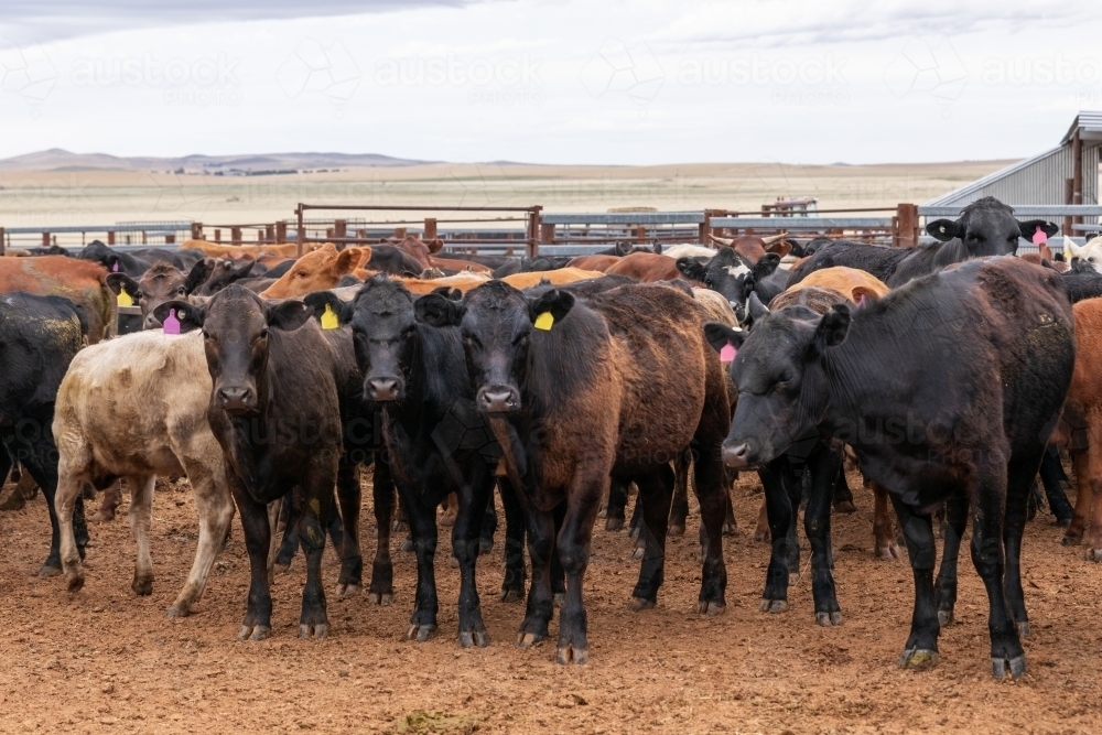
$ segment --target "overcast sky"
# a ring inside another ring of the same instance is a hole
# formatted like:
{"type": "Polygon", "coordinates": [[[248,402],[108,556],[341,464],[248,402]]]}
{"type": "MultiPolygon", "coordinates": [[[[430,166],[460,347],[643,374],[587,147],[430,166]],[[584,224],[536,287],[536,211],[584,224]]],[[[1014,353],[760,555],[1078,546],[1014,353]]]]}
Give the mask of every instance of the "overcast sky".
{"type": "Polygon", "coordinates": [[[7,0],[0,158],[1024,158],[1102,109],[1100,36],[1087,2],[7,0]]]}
----------
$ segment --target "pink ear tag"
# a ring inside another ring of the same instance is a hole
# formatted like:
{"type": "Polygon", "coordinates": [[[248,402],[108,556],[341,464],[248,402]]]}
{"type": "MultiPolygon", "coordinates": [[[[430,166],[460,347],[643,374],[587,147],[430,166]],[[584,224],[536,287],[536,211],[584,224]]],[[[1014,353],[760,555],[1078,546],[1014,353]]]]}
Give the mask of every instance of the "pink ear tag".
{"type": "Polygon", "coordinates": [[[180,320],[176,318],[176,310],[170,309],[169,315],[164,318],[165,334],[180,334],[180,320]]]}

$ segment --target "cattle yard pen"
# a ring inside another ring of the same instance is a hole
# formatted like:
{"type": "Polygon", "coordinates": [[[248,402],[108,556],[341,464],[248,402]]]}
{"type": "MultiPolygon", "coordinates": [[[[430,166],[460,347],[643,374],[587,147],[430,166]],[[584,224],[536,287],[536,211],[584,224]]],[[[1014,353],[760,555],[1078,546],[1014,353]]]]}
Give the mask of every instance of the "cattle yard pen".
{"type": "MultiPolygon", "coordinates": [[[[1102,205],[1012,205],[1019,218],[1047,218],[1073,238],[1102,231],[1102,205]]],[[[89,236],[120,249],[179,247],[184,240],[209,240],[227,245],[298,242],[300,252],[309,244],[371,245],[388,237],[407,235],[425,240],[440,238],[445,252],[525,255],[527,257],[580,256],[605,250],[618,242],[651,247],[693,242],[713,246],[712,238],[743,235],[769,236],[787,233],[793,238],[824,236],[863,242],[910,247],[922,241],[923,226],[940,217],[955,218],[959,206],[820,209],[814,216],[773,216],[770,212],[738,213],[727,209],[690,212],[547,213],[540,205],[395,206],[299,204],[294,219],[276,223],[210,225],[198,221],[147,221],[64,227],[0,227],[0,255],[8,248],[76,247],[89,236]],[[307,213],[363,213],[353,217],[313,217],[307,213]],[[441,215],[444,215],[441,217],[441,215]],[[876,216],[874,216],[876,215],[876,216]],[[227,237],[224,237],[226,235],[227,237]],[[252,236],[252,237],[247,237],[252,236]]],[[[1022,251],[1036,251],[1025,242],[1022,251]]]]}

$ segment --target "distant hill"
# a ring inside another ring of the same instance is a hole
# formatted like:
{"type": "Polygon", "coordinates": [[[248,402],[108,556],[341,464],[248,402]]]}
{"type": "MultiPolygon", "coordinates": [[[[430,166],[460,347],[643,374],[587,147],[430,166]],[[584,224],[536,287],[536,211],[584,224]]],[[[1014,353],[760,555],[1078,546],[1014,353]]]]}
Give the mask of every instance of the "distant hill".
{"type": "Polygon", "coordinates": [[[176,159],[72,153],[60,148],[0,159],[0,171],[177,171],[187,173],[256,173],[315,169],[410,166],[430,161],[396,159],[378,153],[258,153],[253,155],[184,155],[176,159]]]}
----------
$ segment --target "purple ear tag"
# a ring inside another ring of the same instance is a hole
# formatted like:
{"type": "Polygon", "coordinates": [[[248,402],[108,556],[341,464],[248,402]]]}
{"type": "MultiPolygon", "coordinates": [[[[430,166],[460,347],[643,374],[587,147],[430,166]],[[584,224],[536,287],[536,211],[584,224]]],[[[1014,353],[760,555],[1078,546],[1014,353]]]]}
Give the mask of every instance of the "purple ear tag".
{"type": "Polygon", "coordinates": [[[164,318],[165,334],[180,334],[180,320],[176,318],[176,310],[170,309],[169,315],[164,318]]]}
----------
**Work to complete:**
Show every line of the rows above that contains the word "hill".

**Solution to this exercise:**
$ segment --target "distant hill"
Give the mask of every instance of the "distant hill".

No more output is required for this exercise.